Saved entries:
========

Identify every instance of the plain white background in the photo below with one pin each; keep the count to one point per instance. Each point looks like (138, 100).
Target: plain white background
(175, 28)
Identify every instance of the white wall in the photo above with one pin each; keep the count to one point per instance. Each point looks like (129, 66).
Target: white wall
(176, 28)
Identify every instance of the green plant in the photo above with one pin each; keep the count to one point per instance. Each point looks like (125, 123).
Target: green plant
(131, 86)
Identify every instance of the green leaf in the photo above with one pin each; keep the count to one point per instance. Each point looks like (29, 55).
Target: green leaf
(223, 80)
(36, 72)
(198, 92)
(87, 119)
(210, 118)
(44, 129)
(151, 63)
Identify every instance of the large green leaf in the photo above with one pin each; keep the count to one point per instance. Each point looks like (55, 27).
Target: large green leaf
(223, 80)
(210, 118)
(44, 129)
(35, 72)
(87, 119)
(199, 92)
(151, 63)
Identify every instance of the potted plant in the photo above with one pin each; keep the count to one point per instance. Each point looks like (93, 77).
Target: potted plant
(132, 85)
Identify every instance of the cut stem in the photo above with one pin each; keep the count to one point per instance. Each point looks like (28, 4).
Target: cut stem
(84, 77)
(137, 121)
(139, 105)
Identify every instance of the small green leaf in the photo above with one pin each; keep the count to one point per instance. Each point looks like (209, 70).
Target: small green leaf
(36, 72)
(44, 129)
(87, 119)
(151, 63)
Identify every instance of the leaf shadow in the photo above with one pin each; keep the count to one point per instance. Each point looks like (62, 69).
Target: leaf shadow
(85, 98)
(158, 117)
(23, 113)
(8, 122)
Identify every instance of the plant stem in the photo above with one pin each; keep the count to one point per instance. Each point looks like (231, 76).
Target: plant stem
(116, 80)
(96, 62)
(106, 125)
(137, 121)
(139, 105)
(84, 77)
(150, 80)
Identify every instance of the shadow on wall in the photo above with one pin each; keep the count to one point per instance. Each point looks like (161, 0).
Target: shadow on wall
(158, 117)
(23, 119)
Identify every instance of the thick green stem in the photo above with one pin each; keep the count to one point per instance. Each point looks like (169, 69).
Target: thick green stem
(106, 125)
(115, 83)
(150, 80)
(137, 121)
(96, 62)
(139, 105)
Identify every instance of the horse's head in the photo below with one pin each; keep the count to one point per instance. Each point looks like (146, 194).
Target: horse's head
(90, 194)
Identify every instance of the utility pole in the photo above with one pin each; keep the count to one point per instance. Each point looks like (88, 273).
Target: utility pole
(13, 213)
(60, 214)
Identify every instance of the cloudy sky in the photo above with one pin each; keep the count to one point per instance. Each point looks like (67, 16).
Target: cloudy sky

========

All that belongs in the answer is the run of lines above from the line containing "Target: green leaf" through the line containing "Identify every instance of the plant", exactly as written.

Task result:
Target: green leaf
(223, 80)
(36, 72)
(198, 92)
(87, 119)
(210, 118)
(44, 129)
(151, 63)
Identify every instance of the large green leaf in the photo above with one pin each; keep the count to one point per instance. Each point looks like (55, 27).
Target: large green leaf
(223, 80)
(210, 118)
(44, 129)
(35, 72)
(87, 119)
(199, 92)
(151, 63)
Identify every instance of the potted plant in the photo above with one pin each; keep the count to one point per instance. Each point looks like (93, 77).
Target: potted plant
(132, 85)
Identify every instance of the cut stem in the photo above with one pin each; keep the count to one point per instance. Each point looks like (28, 4).
Target: cut stem
(84, 77)
(137, 121)
(139, 105)
Identify every instance of the small green leaf in the photo above with one pin each; keep the count to one point per instance. Each point looks like (209, 70).
Target: small green leaf
(36, 72)
(44, 129)
(87, 119)
(151, 63)
Identify every instance of the leaf shadow in the photo above with one pin each; keep the count to one point per instance. Each point looks like (62, 69).
Target: leaf shadow
(85, 98)
(158, 117)
(23, 113)
(8, 122)
Identify every instance of the plant stem in the photo above with one pin each; keep the count to one point per instance. Each point looks like (231, 76).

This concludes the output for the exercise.